▽

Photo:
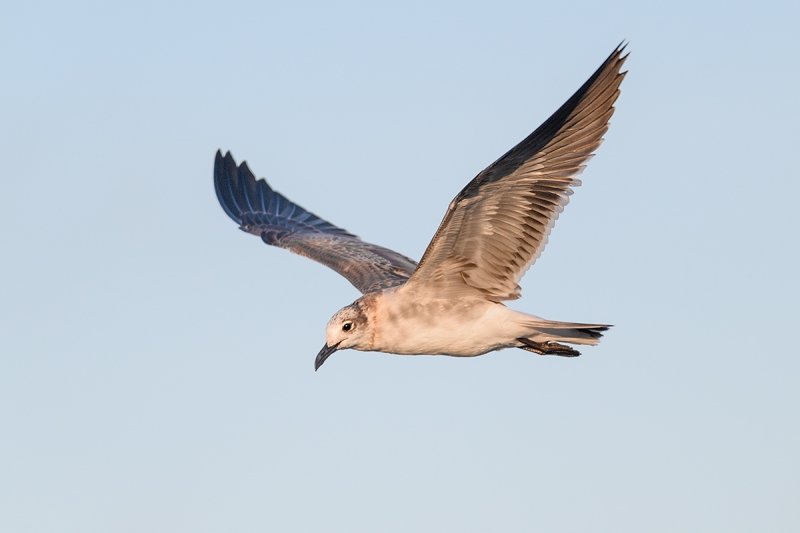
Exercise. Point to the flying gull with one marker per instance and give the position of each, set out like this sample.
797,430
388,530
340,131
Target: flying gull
450,303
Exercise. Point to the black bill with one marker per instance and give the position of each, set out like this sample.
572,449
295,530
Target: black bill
323,354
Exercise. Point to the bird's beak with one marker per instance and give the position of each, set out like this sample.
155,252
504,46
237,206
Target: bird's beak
323,354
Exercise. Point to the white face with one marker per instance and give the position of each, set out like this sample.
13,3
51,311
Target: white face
347,329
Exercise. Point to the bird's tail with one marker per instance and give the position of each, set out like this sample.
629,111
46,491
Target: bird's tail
546,334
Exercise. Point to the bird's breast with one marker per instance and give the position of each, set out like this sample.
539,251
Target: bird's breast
458,327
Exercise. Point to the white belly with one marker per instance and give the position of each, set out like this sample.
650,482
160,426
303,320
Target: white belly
464,328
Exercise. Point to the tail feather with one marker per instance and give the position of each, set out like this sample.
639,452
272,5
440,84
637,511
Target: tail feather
569,332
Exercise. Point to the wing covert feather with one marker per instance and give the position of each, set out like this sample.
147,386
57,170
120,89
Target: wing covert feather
498,225
279,222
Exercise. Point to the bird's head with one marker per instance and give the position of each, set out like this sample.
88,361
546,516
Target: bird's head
348,328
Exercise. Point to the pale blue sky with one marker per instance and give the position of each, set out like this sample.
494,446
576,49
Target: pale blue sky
156,364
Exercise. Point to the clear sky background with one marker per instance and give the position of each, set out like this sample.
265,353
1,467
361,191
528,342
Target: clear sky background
156,363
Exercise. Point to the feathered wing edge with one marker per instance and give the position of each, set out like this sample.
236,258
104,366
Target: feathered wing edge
498,224
260,210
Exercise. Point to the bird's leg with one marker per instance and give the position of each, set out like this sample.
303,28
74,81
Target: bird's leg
547,348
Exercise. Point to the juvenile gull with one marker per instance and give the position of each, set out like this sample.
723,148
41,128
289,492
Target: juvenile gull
450,303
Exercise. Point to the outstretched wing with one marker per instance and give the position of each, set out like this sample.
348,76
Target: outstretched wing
261,211
498,224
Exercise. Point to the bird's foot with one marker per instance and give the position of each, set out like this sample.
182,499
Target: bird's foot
548,348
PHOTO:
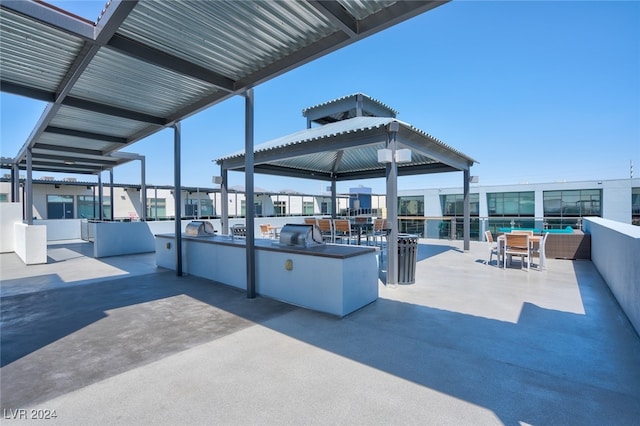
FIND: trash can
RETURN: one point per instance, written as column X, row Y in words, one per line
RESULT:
column 407, row 258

△

What the response needs is every entry, repeated exactly, and none of the pictures.

Photo:
Exercise. Point to the flying gull with one marker per instance and give the position of each, set out like this sample.
797,430
388,530
340,131
Target: flying gull
450,303
Exercise. Point to the black bill with one marker per instance and give the position of each, set out like this sample.
572,449
295,530
Target: black bill
323,354
Exercise. Point to the bird's beak with one marker per instance and give the position of each, set out like this sample.
155,252
504,46
237,206
Target: bird's beak
323,354
Exercise. Point to the white face with one marker per instance and give the position of each, set out like this sample.
13,3
51,311
Target: white face
347,329
Exercise. Point to the bird's tail with one marker per instance and give the position of each, set out like this sample.
629,111
46,491
Target: bird's tail
546,334
Exercise. Point to the bird's breast with one marker per instance and give the position of each, set out like this sample.
539,251
Target: bird's breast
458,327
Exercise. Point to the white belly with one marker per instance and give the position of each, set out like this sample.
650,482
160,426
303,320
Target: white belly
464,328
Exercise. Point to the tail feather with one marker per instance and give the position of each, set out like this sample.
639,452
272,5
440,84
637,511
Target: tail feather
569,332
Exercise. Point to the wing covert feather with one marker per instance and give the position of each, set out like this sample.
147,386
57,170
120,89
Target: wing covert feather
498,225
279,222
Exercise. Point to the bird's head with one marker per instance and give the position of each, set out like this sample.
88,361
546,516
Target: bird's head
348,328
Exercise. Point to the pale blue sky with one marker per instance and give the position of each, set out like this sample.
494,446
576,49
Target: pale blue sky
156,364
Exercise. Point to the clear sky background with one marker per instance and give the position of each, set out like this sample.
265,353
1,467
361,191
528,342
Target: clear sky background
156,363
Exercise. Point to the feathered wing edge with one marker per instance and give the position of each, set out like this sample.
236,258
104,366
Target: feathered wing edge
498,224
260,210
Exercise. Point to the bird's leg with one marker per instance and give the position of each, set out like this sample.
303,28
74,81
Target: bird's leg
547,348
Exercise. Point to the juvenile gull with one marker per instance and give the position of each, set out like this sample.
723,148
41,128
289,492
Target: juvenile gull
450,303
Exercise. Point to the outstretched wing with one marker per instance and give the position of each, set out like this sample.
348,76
Target: outstretched wing
261,211
498,224
Exercise. Point to the bird's foot with one marker per instance and give the position of each, set out like this sample.
182,499
Target: bird's foot
548,348
PHOTO:
FIND: trash can
RETURN: one point per instance, written as column X, row Y in words, one per line
RESULT:
column 407, row 258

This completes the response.